Document passage:
____

Discussion in 'Debate Forum' started by Silver Soul, Aug 13, 2014.

  1. Silver Soul

    Silver Soul Well-Known Member

    In this topic, we will discuss the racial profiling of minorities and as well as how it leads to police brutality as well as harsher sentences based on race.

    In this summer, there were reported deaths of African-American children and men alike who were killed by police despite being unarmed. Eric Garner of Staten Island was killed by a chokehold which is illegal in the police force, Michael Brown was shot multiple times from behind recently in Ferguson, Missouri despite being unarmed, and then as of now Ezell Ford who was shot by a LAPD officer three despite following orders AND on the ground.

    What's more that when it comes to prisons, there's also racial bias there as well. Since African-Americans are more likely to go to jail based on drug offenses than whites despite the same amount.
     
  2. Profesco

    Profesco gone gently

    I may or may not join the debate to contribute to point-making or -refutation, but right now I'll help out by providing a page that discusses precisely this topic. Here you go. Not only is it thoughtfully and elegantly laid out, but it is explained from a first-person perspective, which some readers may find useful. Let me quote just a portion of the significant bits:

    If you follow the link, this paragraph is laden with links sourcing its claims, which is the main reason I'm bringing it here. The data will be a boon to this thread.


    Edit: And here's a link to a tale, not about racism, but about police brutality/militarization.
     
    Last edited: Aug 21, 2014
  3. Silver Soul

    Silver Soul Well-Known Member

    Why thank you Profesco. As of now in Ferguson, things had escalated to the point that there are three things wrong with the police forces lately. One being excess violence toward peaceful protesters, two being the arrests AND tear gas of actual reporters, and three being the militarization of the police force that even both liberals and libertarians are against.
     
  4. Yknot

    Yknot Дми́трий Дми́триевич

    Ferguson is a polarized town, part of the issue. It used to be a railroad town and once that died out many of the white community moved outwards to other suburbs. the majority of the town is like 80% black while 90% of the police force is white (not real numbers, but gives you an idea). This leads to mistrust of the police force in general and that attitude is reciprocated.

____

Dataset entries
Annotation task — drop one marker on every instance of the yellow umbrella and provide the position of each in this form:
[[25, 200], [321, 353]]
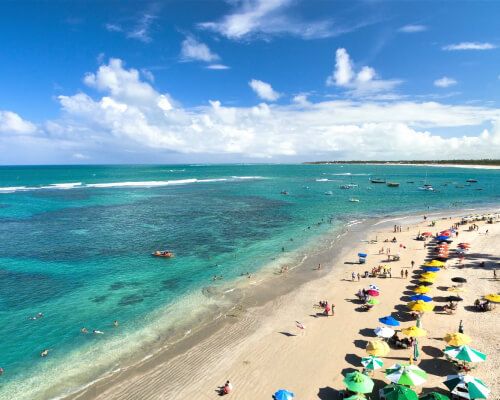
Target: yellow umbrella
[[495, 298], [434, 263], [455, 289], [377, 348], [421, 289], [457, 339], [420, 306], [414, 331]]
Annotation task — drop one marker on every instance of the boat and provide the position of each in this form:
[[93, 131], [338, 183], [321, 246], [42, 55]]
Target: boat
[[163, 253]]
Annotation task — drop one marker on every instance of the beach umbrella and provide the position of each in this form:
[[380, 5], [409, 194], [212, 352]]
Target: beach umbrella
[[377, 348], [414, 331], [398, 392], [475, 388], [389, 320], [357, 396], [372, 362], [283, 394], [384, 331], [422, 297], [420, 306], [464, 353], [406, 374], [358, 383], [457, 339], [421, 289], [434, 396], [495, 298]]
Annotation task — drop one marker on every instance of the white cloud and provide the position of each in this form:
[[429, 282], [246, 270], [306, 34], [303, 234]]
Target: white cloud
[[262, 18], [264, 90], [363, 83], [130, 115], [413, 28], [217, 66], [470, 46], [445, 82], [192, 50], [10, 122]]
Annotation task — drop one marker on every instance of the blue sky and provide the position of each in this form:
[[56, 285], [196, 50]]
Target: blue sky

____

What you need to do:
From the forum thread on racial profiling, print the passage word for word, beginning at the words "Yknot Дми́трий Дми́триевич" and stopping after "attitude is reciprocated.".

Exercise response:
Yknot Дми́трий Дми́триевич

    Ferguson is a polarized town, part of the issue. It used to be a railroad town and once that died out many of the white community moved outwards to other suburbs. the majority of the town is like 80% black while 90% of the police force is white (not real numbers, but gives you an idea). This leads to mistrust of the police force in general and that attitude is reciprocated.